### Task requirements
Output each entry exactly as written.

Saved data entries:
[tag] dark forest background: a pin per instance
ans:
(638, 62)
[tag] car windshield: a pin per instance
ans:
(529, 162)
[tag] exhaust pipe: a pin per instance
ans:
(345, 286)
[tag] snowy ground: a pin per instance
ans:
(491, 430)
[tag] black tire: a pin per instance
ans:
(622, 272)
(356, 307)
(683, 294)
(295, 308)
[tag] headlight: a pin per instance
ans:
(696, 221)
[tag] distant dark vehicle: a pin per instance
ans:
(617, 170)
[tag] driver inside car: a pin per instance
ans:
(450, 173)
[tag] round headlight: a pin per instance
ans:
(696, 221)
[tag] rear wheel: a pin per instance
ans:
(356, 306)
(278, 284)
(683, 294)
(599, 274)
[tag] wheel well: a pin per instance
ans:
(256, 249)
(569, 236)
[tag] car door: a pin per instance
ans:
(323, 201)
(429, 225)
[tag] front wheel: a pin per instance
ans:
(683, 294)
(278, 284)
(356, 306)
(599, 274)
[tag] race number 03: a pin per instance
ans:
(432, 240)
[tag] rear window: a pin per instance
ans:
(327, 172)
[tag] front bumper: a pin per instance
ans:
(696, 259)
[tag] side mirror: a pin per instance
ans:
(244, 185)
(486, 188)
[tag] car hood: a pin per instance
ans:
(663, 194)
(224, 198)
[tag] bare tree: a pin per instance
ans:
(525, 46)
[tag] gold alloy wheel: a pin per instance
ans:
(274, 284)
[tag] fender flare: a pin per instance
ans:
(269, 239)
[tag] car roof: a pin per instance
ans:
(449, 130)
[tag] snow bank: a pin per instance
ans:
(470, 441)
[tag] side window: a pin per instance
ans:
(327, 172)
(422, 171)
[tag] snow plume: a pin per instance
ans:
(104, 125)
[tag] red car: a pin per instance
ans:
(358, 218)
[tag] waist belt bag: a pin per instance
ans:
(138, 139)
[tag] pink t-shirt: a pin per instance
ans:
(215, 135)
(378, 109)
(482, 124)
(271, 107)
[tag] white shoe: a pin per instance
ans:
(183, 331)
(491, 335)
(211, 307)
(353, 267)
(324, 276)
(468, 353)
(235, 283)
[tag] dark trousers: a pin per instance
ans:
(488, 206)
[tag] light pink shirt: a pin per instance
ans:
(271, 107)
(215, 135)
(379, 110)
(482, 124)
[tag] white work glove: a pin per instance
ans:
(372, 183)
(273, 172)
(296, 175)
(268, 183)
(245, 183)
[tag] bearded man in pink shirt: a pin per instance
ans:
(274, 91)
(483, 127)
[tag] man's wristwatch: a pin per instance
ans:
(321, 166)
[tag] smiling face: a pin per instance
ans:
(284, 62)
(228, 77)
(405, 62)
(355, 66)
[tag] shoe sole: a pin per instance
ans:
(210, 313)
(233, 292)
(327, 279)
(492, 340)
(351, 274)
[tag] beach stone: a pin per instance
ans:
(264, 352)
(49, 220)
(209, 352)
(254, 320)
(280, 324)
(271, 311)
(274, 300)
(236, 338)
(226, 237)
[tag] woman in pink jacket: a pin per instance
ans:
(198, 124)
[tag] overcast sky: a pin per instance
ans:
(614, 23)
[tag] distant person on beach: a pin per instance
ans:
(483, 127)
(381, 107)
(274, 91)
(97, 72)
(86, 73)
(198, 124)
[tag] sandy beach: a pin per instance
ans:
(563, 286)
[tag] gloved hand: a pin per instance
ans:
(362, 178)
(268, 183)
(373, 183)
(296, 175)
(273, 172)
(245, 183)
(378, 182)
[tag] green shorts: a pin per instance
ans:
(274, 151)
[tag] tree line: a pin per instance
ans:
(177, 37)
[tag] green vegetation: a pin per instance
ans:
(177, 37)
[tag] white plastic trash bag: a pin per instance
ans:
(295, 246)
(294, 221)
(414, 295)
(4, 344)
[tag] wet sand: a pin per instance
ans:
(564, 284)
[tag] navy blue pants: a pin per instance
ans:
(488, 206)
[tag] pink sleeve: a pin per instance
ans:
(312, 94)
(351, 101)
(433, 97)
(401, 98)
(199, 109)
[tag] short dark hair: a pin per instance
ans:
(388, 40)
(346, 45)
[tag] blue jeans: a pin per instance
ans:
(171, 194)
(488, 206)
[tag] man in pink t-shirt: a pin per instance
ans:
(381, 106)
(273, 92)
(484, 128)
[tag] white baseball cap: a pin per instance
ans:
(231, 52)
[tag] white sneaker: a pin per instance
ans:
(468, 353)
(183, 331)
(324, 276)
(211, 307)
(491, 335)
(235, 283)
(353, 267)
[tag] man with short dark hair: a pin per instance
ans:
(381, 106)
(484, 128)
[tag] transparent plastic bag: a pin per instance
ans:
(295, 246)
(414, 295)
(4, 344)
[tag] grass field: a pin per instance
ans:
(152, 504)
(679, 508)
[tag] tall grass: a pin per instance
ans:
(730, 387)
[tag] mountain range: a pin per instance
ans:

### Answer to the exercise
[tag] dark forest background: a pin per instance
ans:
(638, 62)
[tag] car windshield: a pin per instance
ans:
(529, 162)
[tag] exhaust pipe: a pin per instance
ans:
(345, 286)
[tag] snowy ground: a pin per instance
ans:
(491, 430)
[tag] black tire: a pin per instance
ans:
(622, 272)
(356, 307)
(683, 294)
(295, 308)
[tag] headlight: a pin per instance
ans:
(696, 221)
[tag] distant dark vehicle: a pin per instance
ans:
(617, 170)
[tag] driver inside car: a pin per instance
ans:
(450, 173)
[tag] round headlight: a pin per instance
ans:
(696, 221)
[tag] rear wheel: a pin per instance
ans:
(356, 306)
(278, 284)
(683, 294)
(599, 274)
[tag] wheel well: a pin per instance
ans:
(256, 249)
(569, 236)
[tag] car door: a pin per instance
ans:
(323, 201)
(429, 225)
[tag] front wheel: a pin per instance
ans:
(683, 294)
(278, 284)
(356, 306)
(599, 274)
[tag] race number 03: a pin per instance
ans:
(432, 240)
[tag] rear window: a pin per instance
ans:
(327, 172)
[tag] front bumper: a pin per instance
ans:
(696, 259)
[tag] side mirror: a pin per instance
ans:
(244, 185)
(486, 188)
[tag] car hood: a pin per instance
ans:
(663, 194)
(224, 198)
[tag] bare tree: a pin per instance
ans:
(525, 46)
[tag] gold alloy wheel: a pin per instance
ans:
(274, 284)
[tag] fender flare: a pin per instance
ans:
(269, 239)
[tag] car roof: a pin per instance
ans:
(449, 130)
[tag] snow bank: a pin per instance
ans:
(470, 441)
[tag] side window: a pin per instance
ans:
(327, 172)
(422, 171)
[tag] snow plume: a pin per instance
ans:
(104, 125)
[tag] red car: a pin per instance
ans:
(358, 218)
[tag] waist belt bag: a pin per instance
ans:
(138, 139)
[tag] pink t-shirt: a pin per instance
ans:
(215, 135)
(378, 109)
(482, 124)
(271, 107)
[tag] white shoe: a pin per instance
ans:
(183, 331)
(491, 335)
(211, 307)
(353, 267)
(324, 276)
(468, 353)
(235, 283)
[tag] dark trousers: a pin per instance
ans:
(488, 206)
[tag] light pink shirt: a pin per instance
ans:
(271, 107)
(215, 135)
(379, 110)
(482, 124)
[tag] white work glove: a pin per instance
ans:
(372, 183)
(273, 172)
(296, 175)
(268, 183)
(245, 183)
[tag] bearded man in pink shirt: a pin per instance
ans:
(274, 91)
(483, 127)
[tag] man's wristwatch: a pin per instance
ans:
(321, 166)
[tag] smiling face: a pin per instance
ans:
(284, 62)
(228, 77)
(405, 62)
(355, 66)
[tag] shoe sole: a pin per instance
ans:
(210, 313)
(233, 292)
(327, 279)
(492, 340)
(351, 274)
[tag] beach stone: a pin per instance
ans:
(264, 352)
(49, 220)
(209, 352)
(254, 320)
(280, 324)
(271, 311)
(274, 300)
(236, 338)
(226, 237)
[tag] woman in pink jacket: a pin per instance
ans:
(198, 124)
[tag] overcast sky: a pin per instance
ans:
(614, 23)
[tag] distant person on beach: a pin per instance
ans:
(483, 127)
(381, 107)
(274, 91)
(97, 72)
(86, 73)
(198, 124)
[tag] sandy beach: a pin per instance
ans:
(563, 286)
[tag] gloved hand: a pin per instance
ans:
(362, 178)
(268, 183)
(373, 183)
(296, 175)
(273, 172)
(245, 183)
(378, 182)
[tag] green shorts: a pin per instance
ans:
(274, 151)
[tag] tree line: a pin per instance
ans:
(177, 37)
[tag] green vegetation: a pin per instance
ans:
(177, 37)
[tag] white plastic trash bag: a pin per instance
ans:
(295, 246)
(294, 221)
(414, 295)
(4, 344)
[tag] wet sand: a pin per instance
ans:
(564, 284)
[tag] navy blue pants: a pin per instance
ans:
(488, 206)
[tag] pink sleeve: a pin per instance
ans:
(312, 94)
(351, 101)
(433, 97)
(401, 98)
(199, 109)
[tag] short dark hair: a pin per instance
ans:
(388, 40)
(346, 45)
[tag] blue jeans: a pin per instance
ans:
(171, 194)
(488, 206)
[tag] man in pink t-shirt: a pin per instance
ans:
(381, 106)
(273, 92)
(484, 128)
[tag] white baseball cap: a pin per instance
ans:
(231, 52)
[tag] white sneaker: a pin per instance
ans:
(468, 353)
(183, 331)
(324, 276)
(211, 307)
(491, 335)
(235, 283)
(353, 267)
[tag] man with short dark hair: a pin per instance
ans:
(381, 106)
(484, 128)
[tag] transparent plastic bag: a pin per instance
ans:
(295, 246)
(414, 295)
(4, 344)
[tag] grass field: a pin per instance
ans:
(152, 504)
(679, 508)
[tag] tall grass: a pin per instance
ans:
(730, 387)
[tag] mountain range: a pin per instance
ans:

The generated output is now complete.